STATED GOAL:
Repeat verbatim every line of the material, beginning at the line that holds "Mark the stone-clad" and ending at its last line.

DATA EXTRACT:

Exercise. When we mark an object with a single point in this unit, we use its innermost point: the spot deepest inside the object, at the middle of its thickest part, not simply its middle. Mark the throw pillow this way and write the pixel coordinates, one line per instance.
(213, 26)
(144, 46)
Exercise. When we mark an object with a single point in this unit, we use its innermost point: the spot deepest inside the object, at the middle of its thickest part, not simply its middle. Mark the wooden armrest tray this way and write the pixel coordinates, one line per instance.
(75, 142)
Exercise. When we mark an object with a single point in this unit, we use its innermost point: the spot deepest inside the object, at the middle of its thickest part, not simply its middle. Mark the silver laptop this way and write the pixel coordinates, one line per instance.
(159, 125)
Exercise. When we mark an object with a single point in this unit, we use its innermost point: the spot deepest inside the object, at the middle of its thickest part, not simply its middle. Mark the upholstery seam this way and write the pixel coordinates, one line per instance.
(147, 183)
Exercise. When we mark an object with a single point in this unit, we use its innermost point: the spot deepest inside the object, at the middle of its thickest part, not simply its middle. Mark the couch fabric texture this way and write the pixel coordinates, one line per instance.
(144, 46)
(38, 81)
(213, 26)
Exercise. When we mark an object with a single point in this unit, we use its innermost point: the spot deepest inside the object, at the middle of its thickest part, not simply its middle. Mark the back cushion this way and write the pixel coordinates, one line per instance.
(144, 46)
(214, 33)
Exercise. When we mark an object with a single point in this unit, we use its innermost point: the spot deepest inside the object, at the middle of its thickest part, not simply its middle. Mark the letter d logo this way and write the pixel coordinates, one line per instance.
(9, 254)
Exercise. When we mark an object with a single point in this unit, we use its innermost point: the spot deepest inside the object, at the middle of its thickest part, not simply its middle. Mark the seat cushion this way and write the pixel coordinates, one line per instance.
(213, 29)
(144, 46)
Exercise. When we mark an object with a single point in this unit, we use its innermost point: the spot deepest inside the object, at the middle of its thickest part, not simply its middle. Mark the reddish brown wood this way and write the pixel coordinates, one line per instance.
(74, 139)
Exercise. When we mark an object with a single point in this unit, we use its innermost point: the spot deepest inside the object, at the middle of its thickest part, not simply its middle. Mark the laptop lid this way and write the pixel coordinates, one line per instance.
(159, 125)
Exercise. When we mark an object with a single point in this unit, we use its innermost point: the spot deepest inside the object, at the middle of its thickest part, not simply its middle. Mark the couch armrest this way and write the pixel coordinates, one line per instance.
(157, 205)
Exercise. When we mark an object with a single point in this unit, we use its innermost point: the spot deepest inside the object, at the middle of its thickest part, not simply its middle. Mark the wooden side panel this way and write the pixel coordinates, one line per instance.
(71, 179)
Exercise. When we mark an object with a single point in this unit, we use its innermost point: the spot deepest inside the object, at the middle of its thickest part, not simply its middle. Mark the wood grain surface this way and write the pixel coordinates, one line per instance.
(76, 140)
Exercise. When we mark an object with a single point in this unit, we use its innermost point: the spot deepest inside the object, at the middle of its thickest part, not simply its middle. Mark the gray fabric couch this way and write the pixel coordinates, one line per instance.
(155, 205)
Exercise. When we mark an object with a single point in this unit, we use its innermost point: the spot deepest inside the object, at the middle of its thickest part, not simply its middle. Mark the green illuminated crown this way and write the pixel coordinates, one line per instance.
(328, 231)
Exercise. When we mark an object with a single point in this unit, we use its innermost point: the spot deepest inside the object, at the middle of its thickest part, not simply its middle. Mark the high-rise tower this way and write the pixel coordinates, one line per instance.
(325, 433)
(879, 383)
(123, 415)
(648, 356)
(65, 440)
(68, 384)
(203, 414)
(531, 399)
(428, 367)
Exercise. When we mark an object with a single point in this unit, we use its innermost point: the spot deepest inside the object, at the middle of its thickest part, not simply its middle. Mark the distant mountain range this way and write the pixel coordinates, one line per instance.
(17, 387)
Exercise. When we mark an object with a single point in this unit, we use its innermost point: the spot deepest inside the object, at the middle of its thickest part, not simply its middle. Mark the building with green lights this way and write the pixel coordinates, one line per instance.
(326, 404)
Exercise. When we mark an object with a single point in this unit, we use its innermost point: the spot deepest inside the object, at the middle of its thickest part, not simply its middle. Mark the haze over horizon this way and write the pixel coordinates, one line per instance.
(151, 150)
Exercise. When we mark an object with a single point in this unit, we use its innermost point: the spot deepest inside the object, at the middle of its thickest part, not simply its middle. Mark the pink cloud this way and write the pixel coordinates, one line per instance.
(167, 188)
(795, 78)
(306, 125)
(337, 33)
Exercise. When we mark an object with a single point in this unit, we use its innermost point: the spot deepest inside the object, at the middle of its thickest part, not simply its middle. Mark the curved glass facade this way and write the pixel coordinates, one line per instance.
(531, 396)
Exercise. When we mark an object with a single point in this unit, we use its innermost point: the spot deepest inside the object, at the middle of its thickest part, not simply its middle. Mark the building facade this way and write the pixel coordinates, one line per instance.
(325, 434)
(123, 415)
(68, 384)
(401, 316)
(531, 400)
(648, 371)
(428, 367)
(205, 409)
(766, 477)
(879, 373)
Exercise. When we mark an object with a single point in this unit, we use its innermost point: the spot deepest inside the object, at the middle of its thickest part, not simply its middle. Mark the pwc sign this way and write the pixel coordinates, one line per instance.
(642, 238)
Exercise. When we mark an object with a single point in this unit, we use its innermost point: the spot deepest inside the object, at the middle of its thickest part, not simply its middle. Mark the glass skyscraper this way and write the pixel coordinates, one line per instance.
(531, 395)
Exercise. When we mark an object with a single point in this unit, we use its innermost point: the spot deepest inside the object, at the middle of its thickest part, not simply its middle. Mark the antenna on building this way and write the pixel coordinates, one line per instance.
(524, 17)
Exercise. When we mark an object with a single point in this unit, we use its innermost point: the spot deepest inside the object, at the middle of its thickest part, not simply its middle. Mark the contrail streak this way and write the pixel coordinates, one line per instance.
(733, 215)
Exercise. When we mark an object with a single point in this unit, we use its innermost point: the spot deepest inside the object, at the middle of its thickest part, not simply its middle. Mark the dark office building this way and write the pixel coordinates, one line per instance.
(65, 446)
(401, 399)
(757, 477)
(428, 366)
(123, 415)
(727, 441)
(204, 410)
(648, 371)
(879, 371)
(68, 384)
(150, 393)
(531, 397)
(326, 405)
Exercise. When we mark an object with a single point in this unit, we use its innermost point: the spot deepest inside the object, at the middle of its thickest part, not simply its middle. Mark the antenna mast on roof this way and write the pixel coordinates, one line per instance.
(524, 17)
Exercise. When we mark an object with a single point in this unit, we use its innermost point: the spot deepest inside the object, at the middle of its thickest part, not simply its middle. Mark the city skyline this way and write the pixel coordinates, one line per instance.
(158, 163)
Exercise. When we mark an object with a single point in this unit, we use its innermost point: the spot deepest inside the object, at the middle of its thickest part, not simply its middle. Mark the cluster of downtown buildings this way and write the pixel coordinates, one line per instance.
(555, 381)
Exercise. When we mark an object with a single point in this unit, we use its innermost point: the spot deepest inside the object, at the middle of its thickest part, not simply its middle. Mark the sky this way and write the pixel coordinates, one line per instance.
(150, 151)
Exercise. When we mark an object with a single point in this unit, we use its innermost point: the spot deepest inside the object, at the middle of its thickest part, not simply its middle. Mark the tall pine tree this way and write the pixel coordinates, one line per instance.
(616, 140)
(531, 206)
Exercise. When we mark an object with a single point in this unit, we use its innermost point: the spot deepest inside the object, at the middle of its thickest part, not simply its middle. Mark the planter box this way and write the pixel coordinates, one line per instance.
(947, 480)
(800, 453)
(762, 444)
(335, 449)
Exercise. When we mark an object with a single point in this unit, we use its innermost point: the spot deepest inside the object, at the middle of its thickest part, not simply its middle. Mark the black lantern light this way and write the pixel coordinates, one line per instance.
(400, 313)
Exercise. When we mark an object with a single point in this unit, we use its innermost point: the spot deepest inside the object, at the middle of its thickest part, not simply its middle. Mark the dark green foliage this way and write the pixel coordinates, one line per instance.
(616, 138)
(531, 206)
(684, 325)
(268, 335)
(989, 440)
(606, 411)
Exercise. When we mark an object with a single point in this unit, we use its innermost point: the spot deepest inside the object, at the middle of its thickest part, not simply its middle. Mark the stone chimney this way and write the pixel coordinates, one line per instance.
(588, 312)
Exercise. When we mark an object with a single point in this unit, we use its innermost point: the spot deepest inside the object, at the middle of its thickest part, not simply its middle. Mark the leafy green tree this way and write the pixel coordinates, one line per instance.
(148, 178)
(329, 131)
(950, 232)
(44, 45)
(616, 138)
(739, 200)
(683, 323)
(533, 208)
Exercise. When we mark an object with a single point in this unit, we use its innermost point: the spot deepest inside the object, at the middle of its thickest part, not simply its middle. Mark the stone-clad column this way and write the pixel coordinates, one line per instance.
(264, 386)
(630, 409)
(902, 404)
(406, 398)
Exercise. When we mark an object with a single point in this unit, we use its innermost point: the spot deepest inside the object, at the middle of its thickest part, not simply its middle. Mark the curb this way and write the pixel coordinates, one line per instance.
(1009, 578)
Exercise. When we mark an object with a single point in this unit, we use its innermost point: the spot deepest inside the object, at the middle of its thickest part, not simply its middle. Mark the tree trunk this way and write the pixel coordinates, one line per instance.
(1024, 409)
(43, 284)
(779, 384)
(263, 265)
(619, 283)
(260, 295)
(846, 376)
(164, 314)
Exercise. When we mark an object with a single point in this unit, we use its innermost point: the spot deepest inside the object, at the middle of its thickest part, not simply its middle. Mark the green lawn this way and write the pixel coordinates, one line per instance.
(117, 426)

RESULT FOR THIS EXERCISE:
Exercise. When we mark an object with a single point in this unit, we use its innermost point: the spot deepest inside the object, at the middle of its thickest part, not simply its middle. Mark the stone-clad column this way and write the pixel coordinates, one line per instance.
(264, 386)
(630, 409)
(902, 404)
(406, 398)
Exercise. When we mark an object with a single point in this unit, we use its innermost point: the spot deepest inside the object, at the middle of its thickest part, not simply its middle. Mark the curb this way and write the pixel coordinates, one line per instance.
(1009, 578)
Exercise. When we mark an object with a single point in this unit, we use its innermost point: the spot deepest inside the object, at the middle of its thickest part, not simply its middle. Mark the tree trunk this way and write the pixel coordinates, one line per instance.
(1024, 409)
(43, 284)
(779, 384)
(263, 265)
(619, 283)
(260, 295)
(846, 376)
(164, 314)
Exercise. When we mark an object with a single point in this unit, we use its innermost point: the spot deepest inside the object, at the middle of its thickest part, not simply its middle. Mark the green lawn this way and write the pixel coordinates, one line per instance.
(117, 426)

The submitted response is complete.